Records for this task:
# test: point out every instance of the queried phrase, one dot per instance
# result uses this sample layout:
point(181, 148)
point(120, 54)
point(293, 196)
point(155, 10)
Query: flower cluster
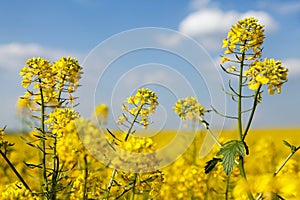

Exercise details: Transcribe each entry above character for character, omitting pictures.

Written answer:
# test: point out every instance of the queried phrase, one dot per instance
# result uses this sample layout:
point(181, 148)
point(120, 54)
point(293, 196)
point(155, 10)
Query: flower cluster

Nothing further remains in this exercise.